Stated exercise A = From the post on Kala Ghoda, extract the stretch from "April 24, 2008" through "untouched by reality." word for word.
Stated exercise B = Gather every line in the records that contains the string "foam", treating uppercase and lowercase as different.

— start of Document segment —

A Rhyme and a Place

April 24, 2008 at 2:36 pm (Sampurna Chattarji, The Reading Room)

“There are places I remember, in my life, though some have changed

Some have changed, though not for better…”

 

Some places have an uncanny hold on that slippery terrain we call memory. For reasons unknown, such places live in our minds and hearts, untouched by reality.

 

Reality is a spoilsport in such matters. That’s when poetry comes in.

 

Take Kala Ghoda. My life in Bombay (after moving here from Calcutta) was almost totally centred on the Kala Ghoda area. I worked in an office on PM Road, and lunch-time would see me trotting out with friends to Rhythm House for a quick browse followed by a large and amicable lunch at Wayside Inn. Or else it would be Picolo’s (once, through driving rain, simply to devour a Parsi-bonu). Post-work, Max Mueller Bhavan, screenings, exhibitions. Outside Jehangir, on the sidewalk, the paintings, framed, or the prints, fingered. When I became a freelancer, Wayside Inn became the place where I would breakfast. I would sit with a pot of tea and a plate of eggs and regard the street for hours. No one hurried me. Or I would lunch, early, beginning with beer and ending with coffee, seeing as it was almost tea-time.

 

And then one day, it closed down. A new place came up, and with it, the only reality left was the one I found in my mind, and in the pages of Arun Kolatkar’s Kala Ghoda Poems. I read them greedily, again and again, marvelling at the precision and tenderness of this anthropologist of the streets. From now, nostalgia will be irrelevant. All I need is here.

 

Breakfast Time at Kala Ghoda

 

7.

— end of Document segment —
— start of Information provided —

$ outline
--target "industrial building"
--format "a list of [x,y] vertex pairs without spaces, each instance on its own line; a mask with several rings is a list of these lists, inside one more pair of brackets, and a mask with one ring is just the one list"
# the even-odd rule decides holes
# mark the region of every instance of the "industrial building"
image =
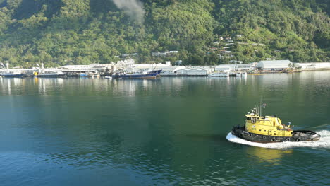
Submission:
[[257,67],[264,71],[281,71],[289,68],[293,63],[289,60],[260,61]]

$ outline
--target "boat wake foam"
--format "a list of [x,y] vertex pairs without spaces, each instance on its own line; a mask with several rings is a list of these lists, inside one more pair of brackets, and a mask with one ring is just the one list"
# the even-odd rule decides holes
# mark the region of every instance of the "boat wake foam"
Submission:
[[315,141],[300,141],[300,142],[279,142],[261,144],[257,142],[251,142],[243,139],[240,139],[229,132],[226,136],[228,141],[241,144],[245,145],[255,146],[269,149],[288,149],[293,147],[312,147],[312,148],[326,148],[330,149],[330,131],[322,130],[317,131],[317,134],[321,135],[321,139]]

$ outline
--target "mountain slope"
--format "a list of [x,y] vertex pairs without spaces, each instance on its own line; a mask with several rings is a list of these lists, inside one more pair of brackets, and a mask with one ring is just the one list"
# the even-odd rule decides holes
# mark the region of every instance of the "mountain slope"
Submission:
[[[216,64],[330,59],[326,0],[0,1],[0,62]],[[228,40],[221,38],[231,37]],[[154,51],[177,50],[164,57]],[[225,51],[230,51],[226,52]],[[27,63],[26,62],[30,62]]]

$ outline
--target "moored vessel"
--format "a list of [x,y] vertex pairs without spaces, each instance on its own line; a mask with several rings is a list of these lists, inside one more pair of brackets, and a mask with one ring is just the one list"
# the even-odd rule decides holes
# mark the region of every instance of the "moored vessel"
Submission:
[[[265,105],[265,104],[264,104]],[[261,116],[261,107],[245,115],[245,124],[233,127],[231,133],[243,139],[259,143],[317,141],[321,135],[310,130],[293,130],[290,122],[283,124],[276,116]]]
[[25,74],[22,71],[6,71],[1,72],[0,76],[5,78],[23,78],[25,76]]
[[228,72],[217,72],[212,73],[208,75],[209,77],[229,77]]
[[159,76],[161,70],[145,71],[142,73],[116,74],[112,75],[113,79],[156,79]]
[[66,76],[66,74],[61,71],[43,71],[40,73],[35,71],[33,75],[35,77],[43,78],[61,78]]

— end of Information provided —
— start of Information provided —

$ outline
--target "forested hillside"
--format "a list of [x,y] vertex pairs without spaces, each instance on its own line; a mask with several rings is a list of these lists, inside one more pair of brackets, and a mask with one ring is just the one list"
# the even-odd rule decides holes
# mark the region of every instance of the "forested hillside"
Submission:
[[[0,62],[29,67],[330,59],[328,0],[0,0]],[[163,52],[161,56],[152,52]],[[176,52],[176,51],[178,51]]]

— end of Information provided —

Exercise solution A =
April 24, 2008 at 2:36 pm (Sampurna Chattarji, The Reading Room)

“There are places I remember, in my life, though some have changed

Some have changed, though not for better…”

 

Some places have an uncanny hold on that slippery terrain we call memory. For reasons unknown, such places live in our minds and hearts, untouched by reality.

Exercise solution B =
--target "boat wake foam"
# mark the region of every instance of the "boat wake foam"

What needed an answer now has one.